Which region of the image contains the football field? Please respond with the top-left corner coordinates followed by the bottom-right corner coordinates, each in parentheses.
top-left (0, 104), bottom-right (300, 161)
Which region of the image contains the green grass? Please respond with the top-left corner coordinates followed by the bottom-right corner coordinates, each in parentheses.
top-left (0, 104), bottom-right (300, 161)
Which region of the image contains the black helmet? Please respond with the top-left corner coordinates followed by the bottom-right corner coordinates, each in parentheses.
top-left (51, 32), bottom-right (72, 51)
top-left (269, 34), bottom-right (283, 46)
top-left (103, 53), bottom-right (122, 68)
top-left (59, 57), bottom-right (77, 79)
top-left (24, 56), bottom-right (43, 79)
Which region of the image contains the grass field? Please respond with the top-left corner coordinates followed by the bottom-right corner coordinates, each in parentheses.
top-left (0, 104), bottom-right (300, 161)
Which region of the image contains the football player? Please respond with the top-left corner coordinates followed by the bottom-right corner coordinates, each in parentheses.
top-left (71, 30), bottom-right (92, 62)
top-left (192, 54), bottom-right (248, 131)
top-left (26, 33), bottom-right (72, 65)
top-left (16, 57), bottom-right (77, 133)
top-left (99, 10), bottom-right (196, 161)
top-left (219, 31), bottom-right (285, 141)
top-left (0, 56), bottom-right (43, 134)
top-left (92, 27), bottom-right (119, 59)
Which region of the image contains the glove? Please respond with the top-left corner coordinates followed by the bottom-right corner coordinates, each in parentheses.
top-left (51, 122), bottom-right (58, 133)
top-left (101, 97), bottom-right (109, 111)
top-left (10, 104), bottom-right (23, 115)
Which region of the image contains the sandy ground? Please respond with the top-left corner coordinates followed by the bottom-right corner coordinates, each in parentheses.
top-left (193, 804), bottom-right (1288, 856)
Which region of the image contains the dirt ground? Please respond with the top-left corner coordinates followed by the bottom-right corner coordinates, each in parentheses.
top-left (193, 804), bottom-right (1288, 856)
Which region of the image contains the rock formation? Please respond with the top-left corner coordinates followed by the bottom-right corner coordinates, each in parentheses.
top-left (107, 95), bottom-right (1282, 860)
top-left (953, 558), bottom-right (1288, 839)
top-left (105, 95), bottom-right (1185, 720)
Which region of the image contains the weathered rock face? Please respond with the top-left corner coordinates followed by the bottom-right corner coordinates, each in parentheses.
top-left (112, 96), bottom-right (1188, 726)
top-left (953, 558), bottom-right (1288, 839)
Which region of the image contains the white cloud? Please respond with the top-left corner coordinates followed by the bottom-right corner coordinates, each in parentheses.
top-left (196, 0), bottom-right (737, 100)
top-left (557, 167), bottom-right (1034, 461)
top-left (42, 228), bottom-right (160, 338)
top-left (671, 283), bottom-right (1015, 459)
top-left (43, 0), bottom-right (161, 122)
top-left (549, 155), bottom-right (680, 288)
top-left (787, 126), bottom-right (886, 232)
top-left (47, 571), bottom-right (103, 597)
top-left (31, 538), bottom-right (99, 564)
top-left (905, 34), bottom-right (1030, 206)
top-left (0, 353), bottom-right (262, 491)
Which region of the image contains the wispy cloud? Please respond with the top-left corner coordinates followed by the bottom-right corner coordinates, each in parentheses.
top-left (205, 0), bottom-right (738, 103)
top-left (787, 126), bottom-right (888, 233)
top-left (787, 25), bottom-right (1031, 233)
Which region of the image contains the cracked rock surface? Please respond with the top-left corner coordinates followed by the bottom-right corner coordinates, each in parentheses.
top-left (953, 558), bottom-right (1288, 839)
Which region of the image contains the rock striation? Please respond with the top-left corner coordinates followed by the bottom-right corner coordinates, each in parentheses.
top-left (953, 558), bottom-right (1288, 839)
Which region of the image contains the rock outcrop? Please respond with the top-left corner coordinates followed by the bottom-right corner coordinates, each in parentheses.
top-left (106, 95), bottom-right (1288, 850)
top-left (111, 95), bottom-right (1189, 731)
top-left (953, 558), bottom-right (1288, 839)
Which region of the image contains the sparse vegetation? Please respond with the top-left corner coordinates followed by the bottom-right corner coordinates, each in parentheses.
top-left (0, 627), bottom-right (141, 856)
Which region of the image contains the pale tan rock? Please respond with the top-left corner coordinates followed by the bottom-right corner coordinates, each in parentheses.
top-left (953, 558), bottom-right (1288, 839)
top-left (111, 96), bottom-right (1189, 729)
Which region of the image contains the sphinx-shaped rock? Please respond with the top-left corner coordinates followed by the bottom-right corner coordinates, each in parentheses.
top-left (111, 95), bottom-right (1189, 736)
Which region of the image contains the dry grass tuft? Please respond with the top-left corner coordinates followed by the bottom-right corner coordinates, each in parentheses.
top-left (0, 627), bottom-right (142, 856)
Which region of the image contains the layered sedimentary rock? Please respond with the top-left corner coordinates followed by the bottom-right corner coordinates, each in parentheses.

—————

* Exercise prompt
Rewrite everything in the listing from the line containing "Which region of the image contains the grass" down to the line containing "top-left (92, 27), bottom-right (119, 59)", substituting "athlete" for "football player" and leaving all else as it stands.

* Complete response
Which region of the image contains the grass field? Please respond with the top-left corner coordinates followed by the bottom-right corner coordinates, each in parentheses.
top-left (0, 104), bottom-right (300, 161)
Which region of the image contains the athlete? Please respond with the top-left corner coordinates followed by the bottom-right corner coordinates, each in parentheses.
top-left (71, 30), bottom-right (92, 62)
top-left (192, 54), bottom-right (248, 131)
top-left (26, 33), bottom-right (72, 65)
top-left (16, 57), bottom-right (77, 133)
top-left (99, 10), bottom-right (196, 161)
top-left (219, 31), bottom-right (285, 141)
top-left (0, 56), bottom-right (43, 134)
top-left (92, 27), bottom-right (119, 59)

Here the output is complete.